<<<<
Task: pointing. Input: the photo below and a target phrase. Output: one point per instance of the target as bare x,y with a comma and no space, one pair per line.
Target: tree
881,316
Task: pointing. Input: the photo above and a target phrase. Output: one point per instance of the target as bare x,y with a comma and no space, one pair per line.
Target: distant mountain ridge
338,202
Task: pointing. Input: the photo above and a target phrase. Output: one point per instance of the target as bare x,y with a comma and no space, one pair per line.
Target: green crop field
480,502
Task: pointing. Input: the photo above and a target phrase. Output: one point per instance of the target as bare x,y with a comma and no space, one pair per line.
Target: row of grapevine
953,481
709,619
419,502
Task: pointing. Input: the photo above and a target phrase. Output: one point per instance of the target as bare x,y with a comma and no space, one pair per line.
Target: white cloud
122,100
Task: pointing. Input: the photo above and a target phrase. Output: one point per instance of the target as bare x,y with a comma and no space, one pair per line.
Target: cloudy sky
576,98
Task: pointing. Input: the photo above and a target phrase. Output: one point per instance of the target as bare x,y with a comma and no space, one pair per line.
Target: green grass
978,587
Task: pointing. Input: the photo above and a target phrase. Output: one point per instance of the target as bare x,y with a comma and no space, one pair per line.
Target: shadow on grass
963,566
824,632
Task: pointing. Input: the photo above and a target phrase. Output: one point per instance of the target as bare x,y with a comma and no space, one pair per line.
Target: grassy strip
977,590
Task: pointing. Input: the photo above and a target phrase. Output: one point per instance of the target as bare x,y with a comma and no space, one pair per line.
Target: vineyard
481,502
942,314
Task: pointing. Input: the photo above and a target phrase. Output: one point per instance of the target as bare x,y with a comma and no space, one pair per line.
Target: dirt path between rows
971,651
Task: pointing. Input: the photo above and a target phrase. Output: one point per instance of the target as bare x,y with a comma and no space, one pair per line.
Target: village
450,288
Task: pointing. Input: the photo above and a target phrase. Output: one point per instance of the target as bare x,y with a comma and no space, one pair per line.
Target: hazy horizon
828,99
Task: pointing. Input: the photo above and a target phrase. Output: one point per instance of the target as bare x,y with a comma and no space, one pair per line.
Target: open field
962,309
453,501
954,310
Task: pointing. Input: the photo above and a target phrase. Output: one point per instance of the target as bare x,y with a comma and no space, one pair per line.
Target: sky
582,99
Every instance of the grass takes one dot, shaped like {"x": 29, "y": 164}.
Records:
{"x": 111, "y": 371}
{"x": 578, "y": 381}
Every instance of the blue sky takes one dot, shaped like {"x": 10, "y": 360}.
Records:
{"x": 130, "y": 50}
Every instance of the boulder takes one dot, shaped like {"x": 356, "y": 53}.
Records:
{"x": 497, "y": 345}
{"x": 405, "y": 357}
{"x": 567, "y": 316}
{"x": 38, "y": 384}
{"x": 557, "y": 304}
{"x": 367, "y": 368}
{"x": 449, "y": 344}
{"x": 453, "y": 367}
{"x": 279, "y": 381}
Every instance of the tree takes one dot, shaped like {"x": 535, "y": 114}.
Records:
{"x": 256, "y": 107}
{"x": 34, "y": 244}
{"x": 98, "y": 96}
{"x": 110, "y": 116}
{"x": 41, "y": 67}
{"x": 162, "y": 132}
>>>>
Repeat every entry exactly, please.

Task: pointing. Input: the photo below and a target phrase. Output: one point per instance of the target as bare x,y with a comma and no space, one pair per line.
Target: tree
881,316
Task: pointing. Input: the photo above and a target phrase. Output: one point per instance of the target as bare x,y with a comma and no space, one pair per line.
Target: distant mountain ridge
338,202
Task: pointing. Input: the photo above and a target phrase. Output: one point per instance of the target as bare x,y with a comma and no space, one pair per line.
Target: green crop field
480,502
Task: pointing. Input: the photo above and a target phrase. Output: one point per instance of the target as bare x,y with a comma and no space, one pair per line.
Target: row of grapevine
953,481
709,619
419,502
Task: pointing. Input: the photo above and a target phrase. Output: one point per instance of the target as bare x,y with a comma and no space, one pair per line.
Target: white cloud
122,100
Task: pointing. Input: the photo above and a target phrase. Output: one point per instance of the target as bare x,y with a comma and no space, one pair per line.
Target: cloudy sky
576,98
Task: pointing. Input: the photo above and a target phrase. Output: one point per instance of the target as bare x,y with a comma and no space, one pair per line.
Target: green grass
978,587
Task: pointing. Input: the photo above and a target phrase. Output: one point per instance of the target as bare x,y with a comma and no space, one pair per line.
Target: shadow on grass
963,566
824,632
Task: pointing. Input: the photo above and a target phrase. Output: one point per instance of the target as bare x,y with a comma and no space, one pair per line.
Target: grassy strip
977,590
Task: pointing. Input: the photo above and a target phrase. Output: one point per instance of the target as bare x,y with a comma and no space, one pair per line.
Target: vineyard
481,502
942,314
Task: pointing. Input: the photo above and a target phrase. Output: one point per instance of the target as bare x,y with a comma and no space, one pair per line.
Target: dirt path between rows
971,651
Task: pointing. Input: the photo above and a target phrase. Output: one point per instance of the target as bare x,y with a comma and no space, one pair per line.
Target: village
450,288
Task: pointing. Input: the photo above and a target phrase. Output: one point per instance of the target as bare x,y with a comma and no space, one pair per line.
Target: hazy horizon
828,99
Task: pointing. Input: the photo above and a target phrase. Output: one point per instance of the target as bare x,y with a comma and no space, one pair per line.
Target: open field
962,309
453,501
954,310
Task: pointing. Input: the photo above and a target phrase. Output: one point per instance of the target as bare x,y with a comma and no space, one pair per line.
Target: sky
582,99
Every instance of the grass takes one dot, shaped like {"x": 29, "y": 164}.
Records:
{"x": 111, "y": 371}
{"x": 578, "y": 381}
Every instance of the blue sky takes one dot, shaped like {"x": 10, "y": 360}.
Records:
{"x": 130, "y": 50}
Every instance of the boulder takes one dot, shaped like {"x": 356, "y": 53}.
Records:
{"x": 497, "y": 345}
{"x": 405, "y": 357}
{"x": 567, "y": 316}
{"x": 38, "y": 384}
{"x": 557, "y": 304}
{"x": 367, "y": 368}
{"x": 449, "y": 344}
{"x": 453, "y": 367}
{"x": 279, "y": 381}
Every instance of the tree takes one dot, shaped like {"x": 535, "y": 114}.
Records:
{"x": 256, "y": 107}
{"x": 34, "y": 244}
{"x": 98, "y": 96}
{"x": 110, "y": 116}
{"x": 41, "y": 67}
{"x": 162, "y": 132}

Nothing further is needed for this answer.